#### [The problem]
Restate all of the entries exactly. Any picture in them should be skipped.

#### [Listed records]
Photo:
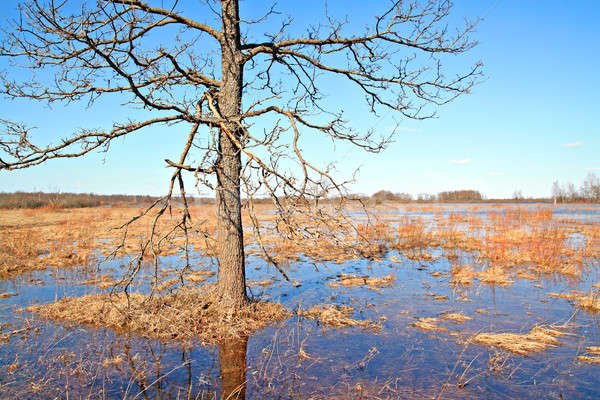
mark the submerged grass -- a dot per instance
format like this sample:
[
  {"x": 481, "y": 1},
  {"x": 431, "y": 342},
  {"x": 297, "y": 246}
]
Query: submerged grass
[
  {"x": 539, "y": 338},
  {"x": 185, "y": 315},
  {"x": 336, "y": 316}
]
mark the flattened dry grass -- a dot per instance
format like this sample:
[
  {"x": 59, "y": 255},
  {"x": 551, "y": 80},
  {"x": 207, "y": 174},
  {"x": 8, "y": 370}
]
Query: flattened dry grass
[
  {"x": 539, "y": 338},
  {"x": 457, "y": 317},
  {"x": 589, "y": 302},
  {"x": 185, "y": 315},
  {"x": 337, "y": 316},
  {"x": 592, "y": 356},
  {"x": 428, "y": 324},
  {"x": 349, "y": 280}
]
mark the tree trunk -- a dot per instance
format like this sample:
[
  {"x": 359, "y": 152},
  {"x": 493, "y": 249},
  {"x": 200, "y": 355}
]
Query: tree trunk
[{"x": 232, "y": 274}]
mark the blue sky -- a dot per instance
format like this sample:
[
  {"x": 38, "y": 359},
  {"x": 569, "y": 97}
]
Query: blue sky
[{"x": 532, "y": 120}]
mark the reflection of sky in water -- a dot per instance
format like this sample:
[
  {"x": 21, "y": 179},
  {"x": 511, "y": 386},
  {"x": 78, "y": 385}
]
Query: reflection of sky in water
[{"x": 334, "y": 360}]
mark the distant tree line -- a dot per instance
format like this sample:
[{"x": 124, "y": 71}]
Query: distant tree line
[
  {"x": 588, "y": 191},
  {"x": 77, "y": 200},
  {"x": 442, "y": 197}
]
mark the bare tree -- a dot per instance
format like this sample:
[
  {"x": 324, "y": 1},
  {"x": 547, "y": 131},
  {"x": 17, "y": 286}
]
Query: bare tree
[{"x": 204, "y": 65}]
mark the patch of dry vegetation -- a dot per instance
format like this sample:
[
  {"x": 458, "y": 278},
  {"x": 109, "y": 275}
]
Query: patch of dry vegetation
[
  {"x": 185, "y": 315},
  {"x": 428, "y": 324},
  {"x": 589, "y": 302},
  {"x": 539, "y": 338},
  {"x": 592, "y": 356},
  {"x": 337, "y": 316},
  {"x": 457, "y": 317}
]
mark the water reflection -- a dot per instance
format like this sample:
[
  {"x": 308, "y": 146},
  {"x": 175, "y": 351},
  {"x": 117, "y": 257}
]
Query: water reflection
[{"x": 232, "y": 367}]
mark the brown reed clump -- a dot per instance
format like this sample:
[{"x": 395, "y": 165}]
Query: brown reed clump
[
  {"x": 349, "y": 280},
  {"x": 428, "y": 324},
  {"x": 539, "y": 338},
  {"x": 457, "y": 317},
  {"x": 185, "y": 315},
  {"x": 337, "y": 316},
  {"x": 462, "y": 275},
  {"x": 593, "y": 355},
  {"x": 589, "y": 302}
]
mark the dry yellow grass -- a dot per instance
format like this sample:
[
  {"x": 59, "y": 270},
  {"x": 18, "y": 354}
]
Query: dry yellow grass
[
  {"x": 349, "y": 280},
  {"x": 589, "y": 302},
  {"x": 457, "y": 317},
  {"x": 428, "y": 324},
  {"x": 592, "y": 357},
  {"x": 539, "y": 338},
  {"x": 337, "y": 316},
  {"x": 185, "y": 315}
]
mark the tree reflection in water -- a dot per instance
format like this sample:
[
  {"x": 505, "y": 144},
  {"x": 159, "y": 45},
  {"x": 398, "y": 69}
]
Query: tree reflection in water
[{"x": 232, "y": 367}]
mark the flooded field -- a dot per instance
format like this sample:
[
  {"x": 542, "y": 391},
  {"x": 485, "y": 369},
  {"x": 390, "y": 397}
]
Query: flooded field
[{"x": 436, "y": 301}]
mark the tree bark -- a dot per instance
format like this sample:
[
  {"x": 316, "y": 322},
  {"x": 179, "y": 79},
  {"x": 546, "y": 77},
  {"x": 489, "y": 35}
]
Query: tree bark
[{"x": 232, "y": 275}]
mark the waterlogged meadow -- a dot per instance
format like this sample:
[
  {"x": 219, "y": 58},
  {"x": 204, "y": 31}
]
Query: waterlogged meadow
[{"x": 405, "y": 301}]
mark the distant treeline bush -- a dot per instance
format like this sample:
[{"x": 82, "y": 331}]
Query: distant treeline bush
[
  {"x": 442, "y": 197},
  {"x": 75, "y": 200},
  {"x": 588, "y": 192}
]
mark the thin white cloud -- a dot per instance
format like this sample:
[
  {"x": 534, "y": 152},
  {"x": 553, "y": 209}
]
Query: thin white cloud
[
  {"x": 461, "y": 162},
  {"x": 574, "y": 144}
]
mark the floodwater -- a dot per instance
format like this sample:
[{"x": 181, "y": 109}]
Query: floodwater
[{"x": 297, "y": 358}]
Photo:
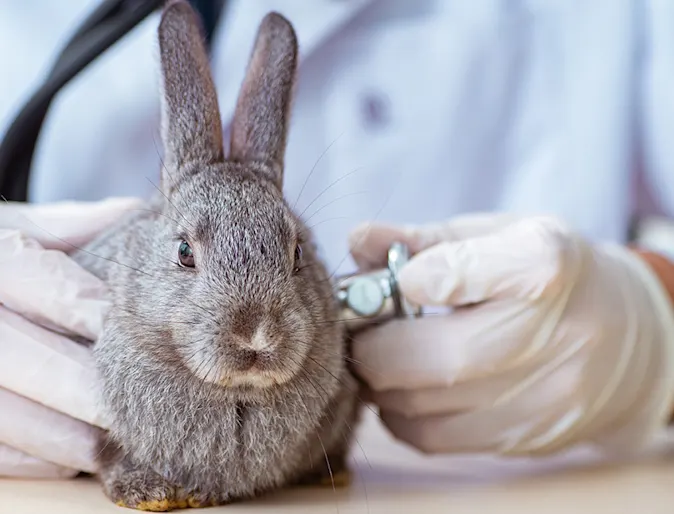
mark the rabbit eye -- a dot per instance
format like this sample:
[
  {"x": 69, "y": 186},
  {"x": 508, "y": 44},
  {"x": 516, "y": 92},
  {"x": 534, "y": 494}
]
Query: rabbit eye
[
  {"x": 185, "y": 255},
  {"x": 298, "y": 258}
]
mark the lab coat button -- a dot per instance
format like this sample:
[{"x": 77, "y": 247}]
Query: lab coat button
[{"x": 375, "y": 110}]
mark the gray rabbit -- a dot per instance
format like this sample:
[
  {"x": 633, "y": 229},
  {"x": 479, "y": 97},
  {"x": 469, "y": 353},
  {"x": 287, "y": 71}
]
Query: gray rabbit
[{"x": 222, "y": 363}]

#### [Solution to this exercise]
Photo:
mark the submerged grass -- a dot per instance
format like this sample:
[
  {"x": 481, "y": 1},
  {"x": 431, "y": 342},
  {"x": 297, "y": 246}
]
Query: submerged grass
[
  {"x": 539, "y": 338},
  {"x": 185, "y": 315},
  {"x": 336, "y": 316}
]
mark the flattened dry grass -- a dot per instance
format like this sample:
[
  {"x": 59, "y": 255},
  {"x": 551, "y": 80},
  {"x": 207, "y": 174},
  {"x": 8, "y": 370}
]
Query: flattened dry grass
[
  {"x": 539, "y": 338},
  {"x": 457, "y": 317},
  {"x": 589, "y": 302},
  {"x": 185, "y": 315},
  {"x": 337, "y": 316},
  {"x": 592, "y": 356},
  {"x": 428, "y": 324},
  {"x": 349, "y": 280}
]
mark the tree trunk -- a dot per instance
format like this sample:
[
  {"x": 359, "y": 152},
  {"x": 493, "y": 249},
  {"x": 200, "y": 355}
]
Query: tree trunk
[{"x": 232, "y": 274}]
mark the blue sky -- a dot per instance
format like this sample:
[
  {"x": 38, "y": 359},
  {"x": 569, "y": 97}
]
Query: blue sky
[{"x": 532, "y": 120}]
mark the reflection of sky in water -- a dot per instance
format like this sample:
[
  {"x": 21, "y": 179},
  {"x": 511, "y": 386},
  {"x": 78, "y": 385}
]
Query: reflection of sky in water
[{"x": 334, "y": 360}]
mark the distant tree line -- a dot per instance
format like this sample:
[{"x": 124, "y": 71}]
Query: distant tree line
[
  {"x": 588, "y": 191},
  {"x": 77, "y": 200},
  {"x": 442, "y": 197}
]
mark the bare tree -- a dot per instance
format like this sample:
[
  {"x": 324, "y": 1},
  {"x": 547, "y": 131},
  {"x": 17, "y": 286}
]
Query: bare tree
[{"x": 204, "y": 65}]
mark the patch of dry vegetation -- a dot per instance
format like this sample:
[
  {"x": 458, "y": 278},
  {"x": 109, "y": 275}
]
Query: patch of dry vegetation
[
  {"x": 185, "y": 315},
  {"x": 428, "y": 324},
  {"x": 589, "y": 302},
  {"x": 539, "y": 338},
  {"x": 592, "y": 356},
  {"x": 337, "y": 316},
  {"x": 457, "y": 317}
]
mark the water reflection -- a dot per instance
format like this sample:
[
  {"x": 308, "y": 146},
  {"x": 175, "y": 351},
  {"x": 117, "y": 257}
]
Query: water reflection
[{"x": 232, "y": 367}]
mark the brown reed clump -- a dot per instance
format like this sample:
[{"x": 395, "y": 165}]
Query: brown reed clump
[
  {"x": 349, "y": 280},
  {"x": 428, "y": 324},
  {"x": 539, "y": 338},
  {"x": 457, "y": 317},
  {"x": 185, "y": 315},
  {"x": 337, "y": 316},
  {"x": 462, "y": 275},
  {"x": 593, "y": 355},
  {"x": 589, "y": 302}
]
mark the dry yellow grass -- a dot per instance
format like this sample:
[
  {"x": 59, "y": 270},
  {"x": 18, "y": 354}
]
Query: dry yellow grass
[
  {"x": 349, "y": 280},
  {"x": 589, "y": 302},
  {"x": 457, "y": 317},
  {"x": 428, "y": 324},
  {"x": 592, "y": 357},
  {"x": 539, "y": 338},
  {"x": 337, "y": 316},
  {"x": 185, "y": 315}
]
mark the tree reflection in water -- a dot per instance
format like this sample:
[
  {"x": 505, "y": 144},
  {"x": 159, "y": 45},
  {"x": 398, "y": 69}
]
Query: tree reflection in water
[{"x": 232, "y": 367}]
mark the flooded field -- a dot per instance
format like this sample:
[
  {"x": 542, "y": 391},
  {"x": 485, "y": 369},
  {"x": 390, "y": 397}
]
Query: flooded field
[{"x": 436, "y": 301}]
mark the tree bark -- a dot per instance
format like this sample:
[
  {"x": 316, "y": 322},
  {"x": 179, "y": 79},
  {"x": 546, "y": 77},
  {"x": 489, "y": 35}
]
Query: tree bark
[{"x": 232, "y": 275}]
mark the waterlogged meadow -- a dot per instance
format like this sample:
[
  {"x": 219, "y": 58},
  {"x": 204, "y": 31}
]
Query: waterlogged meadow
[{"x": 405, "y": 301}]
mark the distant treeline bush -- a dot per instance
format like this sample:
[{"x": 82, "y": 331}]
Query: distant treeline bush
[
  {"x": 442, "y": 197},
  {"x": 75, "y": 200},
  {"x": 588, "y": 192}
]
mark the thin white cloud -- a dot per instance
format like this sample:
[
  {"x": 534, "y": 152},
  {"x": 553, "y": 209}
]
Query: thin white cloud
[
  {"x": 461, "y": 162},
  {"x": 574, "y": 144}
]
mark the floodwater -- a dot per instance
format like this sample:
[{"x": 181, "y": 109}]
Query: floodwater
[{"x": 297, "y": 358}]
Photo:
mark the rabbit eye -- a dot per instance
format like this sample:
[
  {"x": 69, "y": 186},
  {"x": 508, "y": 44},
  {"x": 516, "y": 92},
  {"x": 534, "y": 494}
]
Query: rabbit eye
[
  {"x": 185, "y": 255},
  {"x": 298, "y": 258}
]
mark the lab coat button -- a dot per instance
format like this sample:
[{"x": 77, "y": 247}]
Query: lab coat button
[{"x": 375, "y": 110}]
mark the gray rabbit -- a dot per instance
format like this sample:
[
  {"x": 633, "y": 229},
  {"x": 479, "y": 97},
  {"x": 469, "y": 353},
  {"x": 287, "y": 71}
]
Query: gray rabbit
[{"x": 222, "y": 363}]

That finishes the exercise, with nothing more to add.